## Article

Crimes, châtiment et prostitution dans la Prague du début du XXe siècle

On considère souvent notre époque comme violente, mais si l’on regarde dans notre passé pas si lointain, on se rend vite compte que la violence était souvent omniprésente et bien plus répandue, notamment dans les milieux urbains. L’époque de la fin de la monarchie austro-hongroise et la Première République tchécoslovaque ne fait pas exception : à Prague, de nombreux lieux du centre-ville aujourd’hui rempli de touristes admirant les bâtiments sont liés à des histoires de crimes ou de malversations. Marek Kovář, de l’organisation Prague City Tourism propose des visites ciblées sur les traces de ces histoires criminelles de la Belle Epoque et de l’entre-deux-guerres.

Marek Kovář | Photo: LinkedIn de Marek Kovář

« Notre promenade portera sur certaines affaires criminelles historiques liées à la Vieille-Ville et aussi, sur le monde autour des bordels, des maisons closes. Notons qu’on utilise le mot bordel en tchèque qui est à l’origine un mot français : les prostituées amenaient leurs clients dans ces habitations en bois qui se trouvaient au bord de l’eau, en bord de Seine, d’où ce nom. Ce qui nous intéresse ici, ce sont les affaires criminelles de la fin de la monarchie austro-hongroise, au tournant des XIXe et XXe siècles, et pendant la Première République tchécoslovaque, une époque marquée par les enquêtes d’un policier appelé Josef Vaňásek qui a servi de modèle à un personnage d’une série policière tchécoslovaque de la fin des années 1960. »

Josef Vaňásek | Photo: Archivs de Miloš Vaněček/Policie ČR

Est-ce qu’il y avait beaucoup de crimes commis à Prague, ou en tout cas, dans la Vieille-Ville en particulier ?

Une promenade sur les traces des histoires criminelles | Photo: Kristina Kellnerová,  Radio Prague Int.

## Lignes de données
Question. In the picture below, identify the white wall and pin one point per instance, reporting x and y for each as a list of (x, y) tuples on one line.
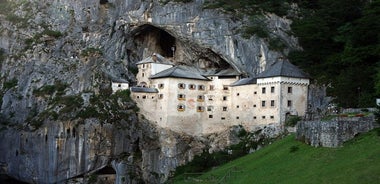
[(116, 86)]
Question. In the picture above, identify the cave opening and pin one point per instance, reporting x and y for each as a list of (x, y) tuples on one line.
[(155, 40), (103, 1)]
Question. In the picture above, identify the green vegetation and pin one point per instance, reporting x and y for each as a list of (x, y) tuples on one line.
[(341, 48), (91, 51), (290, 161), (2, 55), (37, 37), (340, 41), (292, 120), (206, 160), (108, 106), (58, 87), (10, 84)]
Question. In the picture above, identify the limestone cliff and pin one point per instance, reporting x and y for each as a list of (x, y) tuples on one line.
[(57, 59)]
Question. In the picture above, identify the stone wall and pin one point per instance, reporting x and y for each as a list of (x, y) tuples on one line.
[(333, 133)]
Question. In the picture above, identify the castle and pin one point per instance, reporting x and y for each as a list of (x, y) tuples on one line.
[(196, 101)]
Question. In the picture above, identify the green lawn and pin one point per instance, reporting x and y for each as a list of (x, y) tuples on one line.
[(290, 161)]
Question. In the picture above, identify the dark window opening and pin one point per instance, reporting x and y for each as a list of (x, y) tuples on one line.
[(74, 132), (103, 1)]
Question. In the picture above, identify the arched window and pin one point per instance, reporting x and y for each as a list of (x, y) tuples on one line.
[(181, 86), (200, 109), (181, 97), (192, 86), (181, 107), (200, 98)]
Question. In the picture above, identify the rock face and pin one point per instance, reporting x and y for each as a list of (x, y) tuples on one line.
[(332, 133), (55, 54)]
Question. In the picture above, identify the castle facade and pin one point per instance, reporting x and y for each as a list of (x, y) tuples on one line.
[(195, 101)]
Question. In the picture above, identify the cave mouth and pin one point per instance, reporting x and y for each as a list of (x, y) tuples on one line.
[(149, 39), (155, 39), (103, 1)]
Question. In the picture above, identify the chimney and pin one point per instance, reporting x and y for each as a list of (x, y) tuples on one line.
[(154, 57)]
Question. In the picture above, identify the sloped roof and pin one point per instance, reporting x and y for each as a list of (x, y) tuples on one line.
[(221, 72), (244, 81), (119, 80), (160, 59), (143, 90), (180, 72), (283, 68)]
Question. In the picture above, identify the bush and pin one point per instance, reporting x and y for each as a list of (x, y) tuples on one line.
[(292, 120), (52, 33), (10, 84), (91, 51), (294, 149)]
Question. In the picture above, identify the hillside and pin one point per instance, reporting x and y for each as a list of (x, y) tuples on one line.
[(289, 161)]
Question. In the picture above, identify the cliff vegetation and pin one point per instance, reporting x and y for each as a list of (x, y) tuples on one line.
[(290, 161), (339, 40)]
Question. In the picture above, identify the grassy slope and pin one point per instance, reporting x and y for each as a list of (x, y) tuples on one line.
[(358, 161)]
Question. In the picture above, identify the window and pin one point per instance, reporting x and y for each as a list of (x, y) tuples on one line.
[(181, 97), (181, 86), (209, 108), (181, 108), (191, 86), (289, 103), (272, 103), (200, 98), (290, 89)]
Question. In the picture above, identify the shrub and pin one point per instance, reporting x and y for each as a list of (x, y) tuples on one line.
[(91, 51), (2, 55), (293, 149), (52, 33), (10, 84), (292, 120)]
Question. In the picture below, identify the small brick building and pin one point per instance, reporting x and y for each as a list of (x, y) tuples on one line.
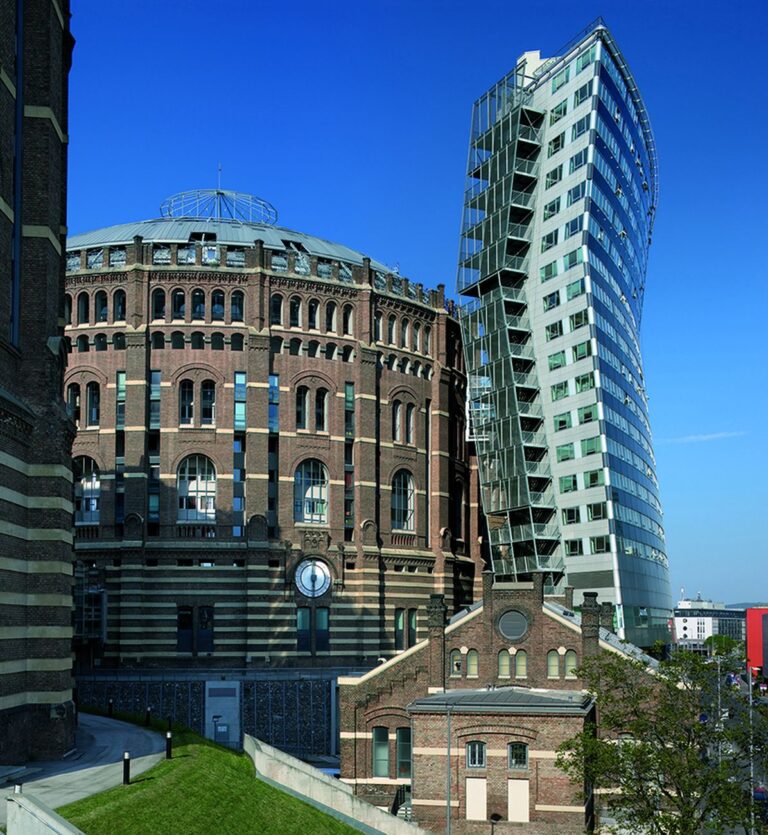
[(494, 691)]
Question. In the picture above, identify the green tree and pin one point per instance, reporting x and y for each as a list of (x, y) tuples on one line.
[(672, 744)]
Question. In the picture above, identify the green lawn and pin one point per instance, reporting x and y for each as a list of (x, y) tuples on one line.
[(204, 789)]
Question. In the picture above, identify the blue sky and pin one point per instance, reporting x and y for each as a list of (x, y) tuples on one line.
[(352, 118)]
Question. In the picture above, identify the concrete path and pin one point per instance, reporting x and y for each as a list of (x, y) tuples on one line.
[(95, 765)]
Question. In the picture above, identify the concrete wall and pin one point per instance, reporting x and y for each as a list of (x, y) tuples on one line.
[(28, 816), (326, 793)]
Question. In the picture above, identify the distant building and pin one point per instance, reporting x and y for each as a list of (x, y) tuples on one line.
[(36, 708), (696, 620)]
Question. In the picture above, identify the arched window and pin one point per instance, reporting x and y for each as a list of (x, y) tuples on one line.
[(310, 493), (553, 664), (455, 662), (87, 489), (321, 410), (504, 667), (475, 754), (517, 755), (302, 398), (570, 664), (93, 398), (101, 308), (276, 310), (217, 306), (82, 309), (186, 403), (236, 306), (391, 329), (73, 403), (178, 304), (196, 490), (312, 310), (118, 306), (405, 332), (397, 410), (402, 501), (473, 663), (208, 403), (521, 664), (198, 305), (330, 317), (294, 312), (158, 304)]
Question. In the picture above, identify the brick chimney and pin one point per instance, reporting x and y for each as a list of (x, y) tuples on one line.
[(590, 625), (436, 612)]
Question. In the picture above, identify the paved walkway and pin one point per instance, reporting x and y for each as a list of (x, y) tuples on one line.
[(96, 764)]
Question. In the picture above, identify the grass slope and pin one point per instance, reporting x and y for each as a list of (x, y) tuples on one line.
[(204, 789)]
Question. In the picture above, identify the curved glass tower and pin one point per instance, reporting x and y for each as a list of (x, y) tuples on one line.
[(558, 213)]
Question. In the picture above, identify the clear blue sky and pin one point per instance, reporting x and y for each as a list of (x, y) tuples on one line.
[(353, 119)]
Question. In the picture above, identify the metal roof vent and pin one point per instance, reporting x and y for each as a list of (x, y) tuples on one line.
[(216, 204)]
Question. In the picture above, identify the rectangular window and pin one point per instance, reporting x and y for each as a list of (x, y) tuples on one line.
[(574, 547), (380, 752), (573, 227), (579, 319), (575, 288), (403, 746), (580, 128), (590, 446), (556, 360), (558, 111), (560, 79), (554, 330), (548, 271), (572, 259), (556, 144), (578, 160), (552, 208), (571, 515), (582, 94), (582, 350), (549, 240), (577, 193), (554, 176), (597, 511), (594, 478), (584, 382)]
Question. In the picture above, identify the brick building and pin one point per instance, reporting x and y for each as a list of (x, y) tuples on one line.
[(493, 690), (270, 464), (36, 710)]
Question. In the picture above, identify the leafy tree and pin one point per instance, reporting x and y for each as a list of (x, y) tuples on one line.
[(672, 744)]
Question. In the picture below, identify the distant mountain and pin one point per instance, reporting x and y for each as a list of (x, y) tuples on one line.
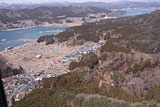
[(31, 17), (107, 5), (125, 71)]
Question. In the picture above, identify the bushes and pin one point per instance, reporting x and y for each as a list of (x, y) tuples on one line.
[(110, 47), (47, 39), (140, 66), (154, 94), (88, 60)]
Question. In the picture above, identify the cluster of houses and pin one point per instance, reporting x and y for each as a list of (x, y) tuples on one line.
[(32, 79)]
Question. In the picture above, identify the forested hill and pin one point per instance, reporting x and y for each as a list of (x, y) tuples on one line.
[(47, 12), (10, 19), (125, 71), (140, 33)]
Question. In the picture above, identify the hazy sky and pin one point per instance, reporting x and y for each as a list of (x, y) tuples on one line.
[(37, 1)]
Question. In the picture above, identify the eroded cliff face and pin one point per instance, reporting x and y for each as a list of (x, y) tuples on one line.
[(135, 73)]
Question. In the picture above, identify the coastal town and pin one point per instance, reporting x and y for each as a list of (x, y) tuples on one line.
[(56, 57)]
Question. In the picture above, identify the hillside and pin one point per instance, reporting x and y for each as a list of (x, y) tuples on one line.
[(125, 71), (10, 19), (108, 5), (140, 33)]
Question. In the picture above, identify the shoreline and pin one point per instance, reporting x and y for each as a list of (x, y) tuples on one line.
[(46, 25)]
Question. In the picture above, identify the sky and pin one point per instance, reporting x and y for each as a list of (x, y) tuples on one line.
[(40, 1)]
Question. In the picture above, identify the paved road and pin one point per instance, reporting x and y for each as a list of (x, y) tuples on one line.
[(15, 90)]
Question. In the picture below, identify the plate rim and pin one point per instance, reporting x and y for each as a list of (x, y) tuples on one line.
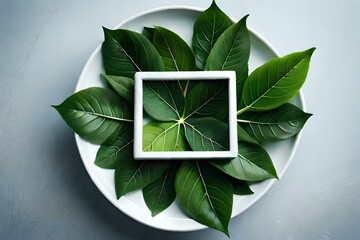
[(197, 226)]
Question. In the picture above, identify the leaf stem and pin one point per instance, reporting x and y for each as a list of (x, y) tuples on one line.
[(241, 111)]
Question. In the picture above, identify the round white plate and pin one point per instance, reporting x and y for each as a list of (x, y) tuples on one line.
[(180, 20)]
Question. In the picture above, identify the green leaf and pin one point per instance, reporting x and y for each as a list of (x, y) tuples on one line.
[(94, 113), (231, 52), (160, 194), (133, 174), (207, 99), (163, 100), (122, 85), (175, 53), (109, 154), (148, 32), (243, 136), (276, 82), (207, 134), (252, 164), (163, 136), (241, 187), (208, 27), (125, 52), (205, 198), (274, 125)]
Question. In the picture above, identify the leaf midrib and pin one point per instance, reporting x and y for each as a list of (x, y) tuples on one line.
[(162, 99), (261, 123), (206, 102), (98, 114), (266, 92), (161, 134), (127, 55), (203, 136)]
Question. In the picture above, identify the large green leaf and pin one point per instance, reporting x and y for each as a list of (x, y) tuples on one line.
[(109, 154), (207, 99), (243, 136), (174, 51), (275, 82), (125, 52), (160, 194), (163, 100), (133, 174), (122, 85), (205, 194), (208, 27), (274, 125), (148, 32), (241, 187), (94, 113), (207, 134), (163, 136), (252, 164), (231, 52)]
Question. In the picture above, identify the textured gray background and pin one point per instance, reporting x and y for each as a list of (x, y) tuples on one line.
[(45, 192)]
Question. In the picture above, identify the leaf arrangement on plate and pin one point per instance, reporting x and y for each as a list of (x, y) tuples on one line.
[(189, 116)]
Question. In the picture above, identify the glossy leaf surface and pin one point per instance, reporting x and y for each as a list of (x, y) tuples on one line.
[(207, 134), (274, 125), (203, 196), (241, 187), (231, 52), (208, 27), (174, 51), (109, 154), (160, 194), (276, 82), (163, 100), (122, 85), (163, 136), (125, 52), (207, 99), (252, 164), (133, 174), (94, 113)]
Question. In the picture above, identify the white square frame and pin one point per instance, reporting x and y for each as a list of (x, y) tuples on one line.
[(140, 77)]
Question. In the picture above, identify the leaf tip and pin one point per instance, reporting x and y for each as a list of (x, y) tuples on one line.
[(56, 107), (310, 51)]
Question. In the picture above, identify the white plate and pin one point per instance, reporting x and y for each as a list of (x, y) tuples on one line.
[(180, 20)]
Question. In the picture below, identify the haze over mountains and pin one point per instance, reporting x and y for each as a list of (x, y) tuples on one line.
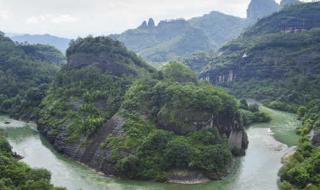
[(171, 39)]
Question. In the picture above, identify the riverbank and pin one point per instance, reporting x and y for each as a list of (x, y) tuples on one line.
[(257, 169)]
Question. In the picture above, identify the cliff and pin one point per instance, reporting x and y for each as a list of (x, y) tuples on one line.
[(111, 111), (274, 59), (259, 9)]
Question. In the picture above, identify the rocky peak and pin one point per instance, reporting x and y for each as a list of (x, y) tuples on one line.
[(261, 8), (151, 23), (285, 3), (146, 25)]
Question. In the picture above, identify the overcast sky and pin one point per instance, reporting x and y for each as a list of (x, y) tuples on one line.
[(71, 18)]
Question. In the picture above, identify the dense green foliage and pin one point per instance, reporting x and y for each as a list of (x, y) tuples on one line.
[(160, 131), (197, 61), (179, 38), (15, 175), (89, 89), (277, 67), (25, 72), (58, 42), (43, 53), (301, 171), (301, 16), (171, 121)]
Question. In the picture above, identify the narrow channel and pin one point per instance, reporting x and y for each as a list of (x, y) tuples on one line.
[(258, 169)]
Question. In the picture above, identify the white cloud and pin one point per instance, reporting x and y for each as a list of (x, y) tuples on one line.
[(97, 17), (64, 19), (48, 18)]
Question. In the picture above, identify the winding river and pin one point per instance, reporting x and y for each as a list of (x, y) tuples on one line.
[(257, 170)]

## Problèmes à résoudre
[a] D'après l'article, quel policier a servi de modèle à un personnage d'une série policière tchécoslovaque de la fin des années 1960 ?
[b] Reproduisez le passage de l'article compris entre « On considère souvent » et « et de l’entre-deux-guerres. », ces deux extrémités incluses.
[c] Poursuivez l'article sur le crime dans la Prague du début du XXe siècle à partir de l'endroit où il s'arrête.
Les lignes ne sont d'aucune utilité ici.

## Résultats
[a] Josef Vaňásek.

[b]
On considère souvent notre époque comme violente, mais si l’on regarde dans notre passé pas si lointain, on se rend vite compte que la violence était souvent omniprésente et bien plus répandue, notamment dans les milieux urbains. L’époque de la fin de la monarchie austro-hongroise et la Première République tchécoslovaque ne fait pas exception : à Prague, de nombreux lieux du centre-ville aujourd’hui rempli de touristes admirant les bâtiments sont liés à des histoires de crimes ou de malversations. Marek Kovář, de l’organisation Prague City Tourism propose des visites ciblées sur les traces de ces histoires criminelles de la Belle Epoque et de l’entre-deux-guerres.

[c]
« Enormément, oui. J’ai pu en tirer six ou sept promenades dans Prague, chacune durant presque deux heures - et j’ai même l’impression de rester en surface et de ne pas avoir le temps de tout raconter. Des crimes, il y en a eu quasiment dans une maison sur deux, et pas seulement dans la Vieille-Ville, mais aussi dans d’autres quartiers, comme autour du Château ou le Petit côté. Il y a des histoires de meurtres, mais pas seulement : des détournements de fonds ou des vols, voire même des usurpations d’identité. Par exemple, un criminel s’était fait passer pour Vojtěch Hynais, l’auteur du célèbre rideau du Théâtre national, pour essayer de gagner de l’argent dans des tavernes. »

Les visites et balades que vous proposez sur ce thème sont-elles populaires auprès des touristes ?

Photo repro: Radim Kopáč,  'Nevěstince a nevěstky'/Paseka

« Je dois dire que ces balades sont très demandées : cela me surprend toujours, mais plus l’affaire est brutale, plus les gens sont intéressés. J’avoue que je n’aime pas les cas les plus drastiques, mais c’est ce que les gens aiment. Ils apprécient aussi les histoires liées aux maisons closes parce qu’elles se trouvaient dans des lieux devant lesquels on passe toujours aujourd’hui, qui sont souvent devenus des hôtels ou des restaurants, comme dans les rues Celetná, Haštalská ou la cour Ungelt. Il y avait aussi des restaurants spéciaux où la prostitution était pratiquée : les clients venaient y trouver des filles sur place. Les touristes aiment bien entendre ces histoires associées à des bâtiments qu’ils connaissent dans une toute autre fonction aujourd’hui. »

Comment expliquez-vous que ce type de sujets attire autant les gens ?

Meurtre dans la rue Karlova | Photo repro: Dan Hrubý,  'Pražské mordy,  Skutečné kriminální případy z let první republiky  (1918-1938)/Éd. Pražské Příběhy'

« J’aimerais le savoir aussi. C’est un peu triste, quand on y pense, car la violence est déjà bien trop présente autour de nous, dans la vie réelle et dans les médias. Pour mes visites, j’ai tendance à essayer de choisir les cas moins horribles, et je privilégie les affaires qui comportent un aspect humoristique ou qui racontent un crime qui a connu des ratées. »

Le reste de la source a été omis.